[Saved data entries]
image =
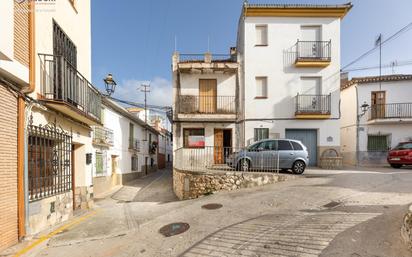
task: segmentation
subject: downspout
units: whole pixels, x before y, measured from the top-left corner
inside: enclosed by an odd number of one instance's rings
[[[35,8],[34,1],[29,4],[29,86],[23,89],[23,94],[30,94],[35,89]],[[17,199],[18,199],[18,231],[19,239],[27,235],[29,230],[29,185],[28,185],[28,114],[33,104],[26,103],[23,97],[18,98],[17,118]]]

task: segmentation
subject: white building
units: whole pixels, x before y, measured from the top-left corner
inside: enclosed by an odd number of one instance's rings
[[[291,138],[317,165],[339,151],[340,24],[345,5],[245,4],[238,28],[242,141]]]
[[[173,56],[174,149],[292,138],[317,165],[340,151],[340,24],[345,5],[244,4],[226,59]],[[217,149],[217,150],[216,150]]]
[[[91,126],[101,96],[91,80],[90,1],[34,3],[35,89],[26,108],[28,233],[93,202]]]
[[[93,129],[95,195],[157,170],[158,131],[107,98],[101,121]]]
[[[235,56],[173,55],[173,149],[203,149],[224,163],[223,147],[236,146]]]
[[[412,75],[352,78],[341,90],[346,164],[385,164],[388,149],[412,140]]]

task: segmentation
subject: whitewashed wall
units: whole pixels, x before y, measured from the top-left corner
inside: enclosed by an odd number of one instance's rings
[[[182,95],[199,95],[199,79],[216,79],[218,96],[235,96],[236,74],[180,74]]]
[[[255,26],[267,24],[268,46],[255,46]],[[243,26],[242,26],[243,25]],[[301,38],[302,25],[320,25],[321,40],[331,40],[331,63],[326,68],[296,68],[294,45]],[[318,129],[318,145],[339,146],[340,100],[340,19],[298,17],[247,17],[239,25],[240,81],[244,87],[245,119],[279,119],[272,122],[247,121],[245,141],[253,138],[253,128],[268,127],[284,136],[289,128]],[[267,77],[268,98],[255,99],[255,77]],[[321,94],[332,94],[328,120],[295,120],[295,96],[301,77],[321,77]],[[326,138],[332,136],[333,142]]]

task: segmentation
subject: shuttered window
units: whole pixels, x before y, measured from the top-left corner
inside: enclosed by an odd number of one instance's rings
[[[266,98],[267,94],[267,77],[256,77],[256,98]]]
[[[132,171],[138,171],[139,170],[139,159],[137,158],[137,155],[132,156]]]
[[[268,139],[269,138],[269,129],[268,128],[255,128],[255,142]]]
[[[256,45],[268,45],[268,27],[267,25],[256,25]]]
[[[388,135],[368,135],[368,151],[387,151],[388,148]]]
[[[96,152],[96,176],[106,175],[107,155],[106,151]]]

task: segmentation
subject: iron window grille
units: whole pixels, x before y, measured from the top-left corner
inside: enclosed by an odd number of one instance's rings
[[[368,151],[386,152],[390,146],[389,135],[368,135]]]
[[[72,189],[72,136],[55,125],[28,126],[29,201]]]
[[[107,152],[96,152],[96,176],[107,174]]]

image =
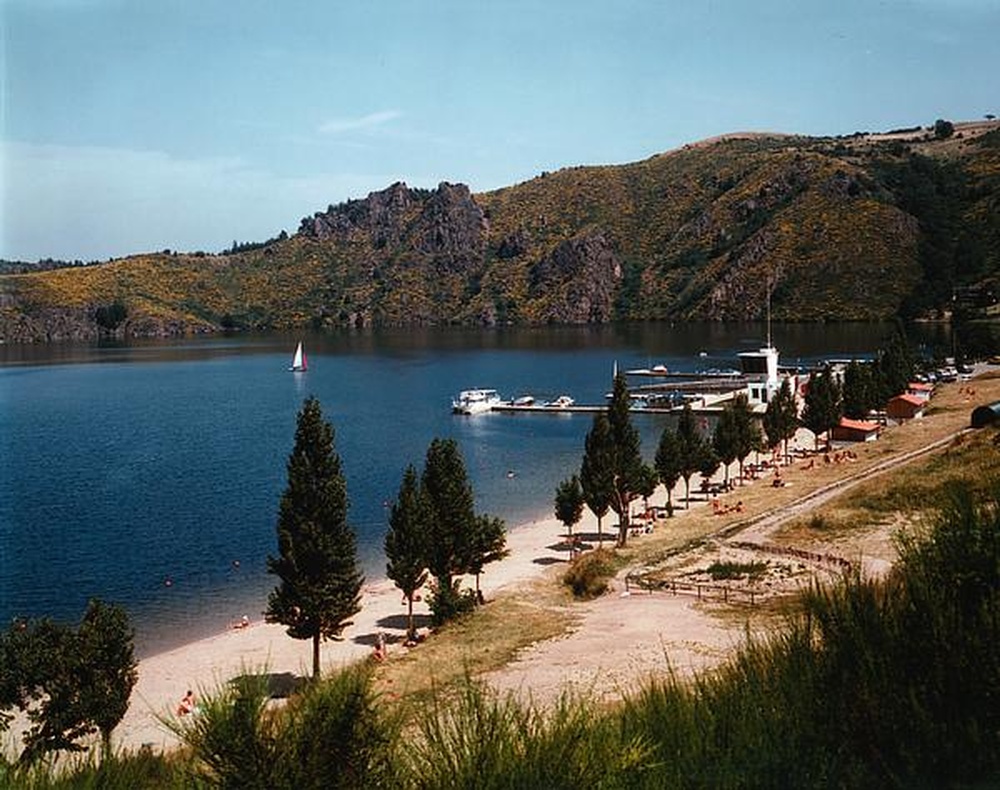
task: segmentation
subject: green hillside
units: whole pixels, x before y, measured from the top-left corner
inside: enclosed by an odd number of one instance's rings
[[[24,267],[21,267],[24,268]],[[1000,123],[732,135],[470,194],[395,184],[228,254],[0,276],[0,339],[938,316],[1000,273]]]

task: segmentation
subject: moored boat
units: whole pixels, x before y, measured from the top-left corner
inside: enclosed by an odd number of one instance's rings
[[[455,414],[482,414],[491,411],[494,406],[499,406],[502,402],[496,390],[462,390],[451,402],[451,410]]]
[[[560,395],[555,400],[546,401],[542,405],[549,409],[568,409],[576,403],[569,395]]]

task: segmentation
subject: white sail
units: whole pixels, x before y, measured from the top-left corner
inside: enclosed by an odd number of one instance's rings
[[[302,341],[295,347],[295,356],[292,357],[292,366],[289,370],[308,370],[308,363],[306,362],[306,352],[302,350]]]

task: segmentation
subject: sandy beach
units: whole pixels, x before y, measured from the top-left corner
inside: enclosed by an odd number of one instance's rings
[[[590,517],[591,525],[588,516],[589,513],[581,528],[596,530],[596,520]],[[564,534],[565,527],[554,518],[539,519],[510,530],[507,536],[510,555],[487,566],[481,581],[484,594],[490,597],[517,587],[545,573],[552,565],[565,562],[567,551],[560,545]],[[405,649],[400,643],[406,630],[406,604],[391,581],[367,584],[362,591],[361,606],[354,624],[344,630],[343,639],[323,642],[324,671],[369,656],[379,632],[386,637],[390,656],[393,651]],[[428,611],[423,601],[414,605],[416,614]],[[158,717],[173,715],[185,691],[192,689],[196,694],[210,691],[244,669],[264,667],[272,674],[308,676],[312,642],[292,639],[283,626],[252,621],[246,628],[234,628],[142,659],[132,704],[115,730],[115,742],[127,748],[176,745],[176,738]]]

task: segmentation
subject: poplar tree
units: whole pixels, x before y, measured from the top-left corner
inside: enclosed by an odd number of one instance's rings
[[[580,488],[580,478],[572,475],[556,487],[555,515],[569,534],[573,534],[573,526],[583,516],[583,491]]]
[[[697,472],[704,460],[705,439],[695,425],[691,404],[685,403],[677,418],[677,442],[680,452],[680,475],[684,480],[684,509],[691,507],[691,475]]]
[[[736,460],[738,426],[736,415],[730,404],[726,404],[719,415],[719,422],[712,432],[712,449],[722,462],[726,485],[729,485],[729,465]]]
[[[809,380],[802,423],[813,432],[815,445],[819,446],[819,435],[829,431],[840,421],[840,387],[833,378],[833,371],[827,365]]]
[[[799,426],[798,405],[787,378],[781,382],[781,387],[768,401],[767,411],[764,412],[763,426],[767,437],[767,446],[773,450],[784,442],[784,454],[787,459],[788,440],[795,436],[795,431]]]
[[[420,492],[417,470],[411,464],[403,473],[399,494],[389,513],[389,529],[385,533],[385,574],[406,598],[406,637],[416,638],[413,627],[413,596],[427,581],[425,559],[427,538],[427,507]]]
[[[608,415],[598,412],[584,440],[583,462],[580,464],[580,489],[587,507],[597,517],[598,542],[604,540],[601,524],[614,496],[613,453]]]
[[[472,521],[465,572],[476,577],[476,602],[485,603],[479,589],[479,577],[491,562],[502,560],[510,554],[507,549],[507,525],[503,519],[477,513]]]
[[[754,421],[746,393],[738,393],[728,408],[732,413],[735,428],[736,460],[740,462],[740,480],[742,480],[743,465],[747,456],[760,444],[760,426]]]
[[[321,639],[340,636],[361,611],[354,532],[347,524],[347,484],[334,431],[319,401],[306,399],[288,458],[288,485],[278,508],[278,556],[267,571],[278,577],[265,619],[287,626],[293,639],[313,641],[313,677],[320,674]]]
[[[677,433],[670,428],[664,428],[660,434],[660,443],[656,448],[654,462],[656,474],[667,489],[667,513],[674,514],[673,491],[677,481],[681,479],[681,445]]]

# [Task requirements]
When the line with "subject: white sail" is reached in the data above, begin copying, and stop after the line with "subject: sandy beach"; copy each line exactly, both ends included.

# [Answer to this problem]
subject: white sail
units: whole pixels, x before y, measured from the top-left corner
inside: enclosed by an odd number of one instance's rings
[[[302,341],[295,347],[295,356],[292,357],[292,366],[289,370],[308,370],[308,363],[306,362],[306,352],[302,350]]]

task: segmentation
subject: sandy beach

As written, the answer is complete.